— GIVEN TEXT —
While that seems fairly straight forward, there are some aspects that can be confusing. For example, suppose Sue owns a rental condo before she and Fred got married but she didn’t add Fred to the title after they were married. Now she’s selling the condo and wants to exchange into another rental property and add Fred to the title of the new property. This exchange would be disallowed because the IRS could rule on audit that she only bought half of the new property (and Fred bought the other half).

The ownership issues to be considered when doing a 1031 exchange—more than even the most savvy real estate investor realizes . . .

Likewise, if Fred and Sue (husband and wife) own the old property they have to buy the new property also as Fred and Sue – meaning that Fred could not buy the new property using section1031 in his name only. They are considered the same taxpayer for IRS purposes because they file a joint return (even if they file as married-filing-separately). You now get the same answer with same sex married couples – even if they reside in a state that does not recognize same sex marriages because the IRS has ruled that if they are legally married, they’re married for tax filing purposes no matter where they live. So if Sally and Mary do an exchange with their old property, then Sally and Mary must take title to the new property, even if they live in a state that doesn’t recognize their marriage, or the property is in a state that doesn’t recognize their marriage.

— TASKS FOR THIS EXERCISE —
**a.** Answer these questions from the 1031 exchange text:
(i) If Sue adds Fred to the title of the new property, what could the IRS rule on audit?
(ii) Why are Fred and Sue considered the same taxpayer for IRS purposes?
(iii) In whose names must Sally and Mary take title to the new property?
**b.** Does each statement agree with the 1031 exchange text? Answer yes or no, quoting the deciding words.
(i) If Fred and Sue own the old property, Fred could buy the new property under section 1031 in his name only.
(ii) A married couple stops being the same taxpayer if they file as married-filing-separately.
(iii) The IRS treats a legally married same-sex couple as married for tax filing purposes wherever they live.
The data after this point comes from a different source than the text above.

— EXTRACTED INFORMATION —

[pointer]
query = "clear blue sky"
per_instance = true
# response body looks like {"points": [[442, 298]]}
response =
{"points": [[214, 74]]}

— SOLUTIONS FOR EACH TASK —
**a.**
(i) The IRS could rule that she only bought half of the new property and Fred bought the other half.
(ii) They file a joint return.
(iii) Sally and Mary must take title to the new property.

**b.**
(i) No: "Fred could not buy the new property using section1031 in his name only."
(ii) No: "They are considered the same taxpayer for IRS purposes because they file a joint return (even if they file as married-filing-separately)."
(iii) Yes: "if they are legally married, they’re married for tax filing purposes no matter where they live."